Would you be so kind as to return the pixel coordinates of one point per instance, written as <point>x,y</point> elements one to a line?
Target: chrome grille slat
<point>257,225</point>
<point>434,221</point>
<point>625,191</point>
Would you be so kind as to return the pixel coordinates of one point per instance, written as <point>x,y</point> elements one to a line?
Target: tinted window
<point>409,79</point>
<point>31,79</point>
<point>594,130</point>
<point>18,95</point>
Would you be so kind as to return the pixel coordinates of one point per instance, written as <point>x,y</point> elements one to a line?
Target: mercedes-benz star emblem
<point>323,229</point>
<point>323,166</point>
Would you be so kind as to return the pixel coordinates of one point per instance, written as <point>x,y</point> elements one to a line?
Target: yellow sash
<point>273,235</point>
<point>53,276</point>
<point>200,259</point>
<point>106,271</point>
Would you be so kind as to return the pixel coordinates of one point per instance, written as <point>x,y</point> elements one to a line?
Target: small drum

**Description of the task:** Copy out all the entries above, swapping every "Target" for "Object" and leaving everything else unchanged.

**Solution:**
Would you be so kind as to return the pixel coordinates of one point per instance, written as <point>x,y</point> elements one to a line?
Object: chrome grille slat
<point>257,225</point>
<point>434,221</point>
<point>625,191</point>
Would you be so kind as to return the pixel coordinates of one point per instance, written as <point>x,y</point> elements one to a line?
Object: tinted window
<point>409,79</point>
<point>31,79</point>
<point>594,130</point>
<point>18,95</point>
Would you be so kind as to return the pixel coordinates of one point per instance, written as <point>x,y</point> elements one to a line?
Object: mercedes-benz star emblem
<point>323,229</point>
<point>323,166</point>
Would you be so kind as to return the pixel coordinates of one point per instance, written as <point>x,y</point> elements one to a line?
Object: yellow sash
<point>273,235</point>
<point>53,276</point>
<point>200,259</point>
<point>106,271</point>
Would you be so kind as to return the pixel coordinates of one point per instance, written as <point>x,y</point> elements one to a line?
Object: small drum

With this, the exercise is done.